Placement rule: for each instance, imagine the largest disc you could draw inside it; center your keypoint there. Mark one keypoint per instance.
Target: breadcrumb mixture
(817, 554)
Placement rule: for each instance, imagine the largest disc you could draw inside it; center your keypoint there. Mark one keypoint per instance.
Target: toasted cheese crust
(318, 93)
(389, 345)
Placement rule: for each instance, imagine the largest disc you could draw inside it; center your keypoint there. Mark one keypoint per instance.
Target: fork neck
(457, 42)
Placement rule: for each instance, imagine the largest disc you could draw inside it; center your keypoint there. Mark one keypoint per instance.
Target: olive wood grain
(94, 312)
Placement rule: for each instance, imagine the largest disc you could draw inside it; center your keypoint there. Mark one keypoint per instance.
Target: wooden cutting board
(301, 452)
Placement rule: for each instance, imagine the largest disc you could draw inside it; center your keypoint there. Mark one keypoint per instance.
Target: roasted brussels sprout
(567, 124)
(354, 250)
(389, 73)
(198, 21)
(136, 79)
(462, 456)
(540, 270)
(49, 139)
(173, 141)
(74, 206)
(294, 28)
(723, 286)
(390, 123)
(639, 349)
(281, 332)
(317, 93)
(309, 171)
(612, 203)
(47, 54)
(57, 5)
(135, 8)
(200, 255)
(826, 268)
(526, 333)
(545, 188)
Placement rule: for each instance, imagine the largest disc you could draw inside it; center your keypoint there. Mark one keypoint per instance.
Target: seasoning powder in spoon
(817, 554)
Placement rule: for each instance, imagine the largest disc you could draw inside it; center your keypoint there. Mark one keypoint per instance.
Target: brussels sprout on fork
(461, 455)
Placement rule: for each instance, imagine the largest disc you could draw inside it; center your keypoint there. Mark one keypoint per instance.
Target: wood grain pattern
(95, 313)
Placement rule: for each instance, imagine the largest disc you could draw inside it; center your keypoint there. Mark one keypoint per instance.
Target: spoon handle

■ **Task goal**:
Return all of the entries exactly as written.

■ **Answer for this exercise**:
Placement rule: for each instance, imagine the largest disc you could draw inside it; center your keypoint there. Mark one keypoint per instance.
Target: breadcrumb mixture
(817, 554)
Placement rule: for each instance, imagine the largest disc you could draw inside it; center your keypoint there. Mark one keypoint per instance.
Target: toasted cheese crust
(318, 93)
(389, 345)
Placement rule: for each instance, imagine the largest disc you could draw inside it; center your keypoint there. Mark one keypoint per instance.
Target: fork neck
(457, 42)
Placement rule: for each instance, imagine the largest disc you could draw inside it; center your keypoint there. Mark one keypoint per instance.
Target: olive wood grain
(94, 312)
Placement rule: for each instance, imagine the largest disc you could draw inside it; center your keypoint there. Mark one keypoint per instance.
Target: wooden cutting board
(301, 452)
Placement rule: for each instance, imagine the largest disc you could draw inside it; center your keypoint there. Mark one keypoint per instance.
Target: roasted brussels sprout
(567, 124)
(354, 250)
(389, 73)
(198, 21)
(136, 79)
(462, 456)
(540, 270)
(49, 139)
(173, 141)
(74, 206)
(294, 28)
(723, 286)
(390, 123)
(639, 349)
(281, 332)
(317, 93)
(309, 171)
(612, 203)
(47, 54)
(57, 5)
(135, 8)
(200, 255)
(826, 268)
(526, 333)
(545, 188)
Placement rule: for each instance, imagine the largest disc you could draw inside it; center your keypoint there. Mark one keypoint per instance.
Target: seasoning powder in spoon
(817, 554)
Placement rule: for each instance, imagine the largest disc you could draw inside it; center your keypoint there. Mark one keypoint per instance.
Target: brussels sprout on fork
(461, 455)
Placement rule: for each instance, imagine the largest disc you could draw inside it; center your keypoint there. Mark one keypoint per instance.
Target: wood grain pattern
(95, 313)
Placement rule: for each instance, imagine the largest disc you could draw inside it; center your keypoint there. Mark one keypoint per instance.
Target: spoon handle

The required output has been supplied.